[Records from a point annotation set]

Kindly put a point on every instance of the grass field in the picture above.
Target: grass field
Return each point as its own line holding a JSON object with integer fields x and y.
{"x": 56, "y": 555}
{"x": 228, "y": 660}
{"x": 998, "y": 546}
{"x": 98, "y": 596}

§ **Work required**
Rewrite these records with every "grass field" changed to "meadow", keeping the rest unchanged.

§ **Answer for the task**
Kindly put a point on every instance of the meadow in the picture above.
Target: meadow
Return each point as its own line holding a JSON object with integer fields x and y.
{"x": 56, "y": 555}
{"x": 228, "y": 660}
{"x": 998, "y": 546}
{"x": 98, "y": 596}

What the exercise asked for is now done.